What the exercise asks => Those lines of the material below that fall between its first line and the line with "of the grazing", both included, are to be repeated exactly.
-- Opening Marker --
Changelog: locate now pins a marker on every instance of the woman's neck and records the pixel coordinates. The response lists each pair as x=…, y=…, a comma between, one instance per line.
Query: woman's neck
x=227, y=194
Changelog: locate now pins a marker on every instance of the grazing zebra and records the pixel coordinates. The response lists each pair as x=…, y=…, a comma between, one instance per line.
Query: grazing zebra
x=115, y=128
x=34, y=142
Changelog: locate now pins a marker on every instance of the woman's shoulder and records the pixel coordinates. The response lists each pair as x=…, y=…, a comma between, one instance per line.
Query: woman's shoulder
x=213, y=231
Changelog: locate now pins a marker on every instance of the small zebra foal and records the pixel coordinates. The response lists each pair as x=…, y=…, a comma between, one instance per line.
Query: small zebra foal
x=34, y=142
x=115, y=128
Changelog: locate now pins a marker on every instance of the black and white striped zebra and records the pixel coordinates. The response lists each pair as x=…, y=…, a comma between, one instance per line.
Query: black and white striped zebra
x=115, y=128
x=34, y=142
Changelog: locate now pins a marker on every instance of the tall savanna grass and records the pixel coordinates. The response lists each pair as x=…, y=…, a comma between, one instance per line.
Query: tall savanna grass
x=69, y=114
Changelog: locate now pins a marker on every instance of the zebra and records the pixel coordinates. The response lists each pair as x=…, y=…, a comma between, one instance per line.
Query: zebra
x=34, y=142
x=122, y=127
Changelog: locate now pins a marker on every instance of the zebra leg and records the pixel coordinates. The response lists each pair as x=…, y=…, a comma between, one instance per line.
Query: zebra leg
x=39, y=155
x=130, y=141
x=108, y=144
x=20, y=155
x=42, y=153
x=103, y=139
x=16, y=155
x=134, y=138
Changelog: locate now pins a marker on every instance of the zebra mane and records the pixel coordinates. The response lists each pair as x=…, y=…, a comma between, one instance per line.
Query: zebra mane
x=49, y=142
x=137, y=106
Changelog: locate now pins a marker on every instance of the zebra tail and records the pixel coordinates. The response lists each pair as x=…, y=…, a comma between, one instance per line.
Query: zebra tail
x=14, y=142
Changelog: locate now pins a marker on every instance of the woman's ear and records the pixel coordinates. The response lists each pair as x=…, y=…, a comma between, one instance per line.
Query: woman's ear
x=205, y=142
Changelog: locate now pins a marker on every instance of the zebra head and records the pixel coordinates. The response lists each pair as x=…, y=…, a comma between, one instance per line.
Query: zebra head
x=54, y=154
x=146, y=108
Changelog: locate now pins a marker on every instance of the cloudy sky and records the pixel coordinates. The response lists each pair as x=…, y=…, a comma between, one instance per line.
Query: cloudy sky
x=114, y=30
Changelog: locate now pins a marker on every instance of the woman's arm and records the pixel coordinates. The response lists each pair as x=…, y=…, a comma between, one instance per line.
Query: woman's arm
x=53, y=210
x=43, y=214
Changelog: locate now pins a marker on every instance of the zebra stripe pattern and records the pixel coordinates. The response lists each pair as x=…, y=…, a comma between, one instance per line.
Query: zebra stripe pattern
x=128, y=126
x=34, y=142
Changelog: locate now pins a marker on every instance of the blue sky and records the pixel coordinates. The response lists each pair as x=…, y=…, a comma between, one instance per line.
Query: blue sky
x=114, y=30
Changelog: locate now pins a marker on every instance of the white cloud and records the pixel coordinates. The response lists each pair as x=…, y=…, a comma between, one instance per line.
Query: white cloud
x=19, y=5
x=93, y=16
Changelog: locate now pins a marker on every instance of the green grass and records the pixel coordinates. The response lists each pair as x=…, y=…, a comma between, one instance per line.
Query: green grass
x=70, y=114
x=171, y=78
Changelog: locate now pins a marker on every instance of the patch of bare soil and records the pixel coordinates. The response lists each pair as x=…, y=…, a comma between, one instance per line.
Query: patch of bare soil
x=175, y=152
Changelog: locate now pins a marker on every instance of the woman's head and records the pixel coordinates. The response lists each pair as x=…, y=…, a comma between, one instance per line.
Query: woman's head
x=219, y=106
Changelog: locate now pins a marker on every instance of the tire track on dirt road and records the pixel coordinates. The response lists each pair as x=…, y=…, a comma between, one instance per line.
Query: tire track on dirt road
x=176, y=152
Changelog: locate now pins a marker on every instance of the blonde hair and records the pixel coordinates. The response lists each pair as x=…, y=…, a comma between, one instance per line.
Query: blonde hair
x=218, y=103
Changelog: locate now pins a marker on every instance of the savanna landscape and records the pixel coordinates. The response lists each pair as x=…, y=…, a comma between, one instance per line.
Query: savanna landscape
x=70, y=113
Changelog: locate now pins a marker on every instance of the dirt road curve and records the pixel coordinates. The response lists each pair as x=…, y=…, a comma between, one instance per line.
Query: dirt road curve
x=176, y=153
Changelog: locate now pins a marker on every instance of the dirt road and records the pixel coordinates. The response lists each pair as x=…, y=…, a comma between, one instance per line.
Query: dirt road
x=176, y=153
-- Closing Marker --
Response =>
Changelog: locate now pins a marker on every instance of the woman's neck and records the pixel coordinates. The response lists each pair as x=…, y=…, a comma between, one instance per line.
Query: woman's neck
x=227, y=194
Changelog: locate now pins a marker on every instance of the grazing zebra and records the pixel coordinates. The response lists each pair as x=…, y=…, a comma between, one instance per line.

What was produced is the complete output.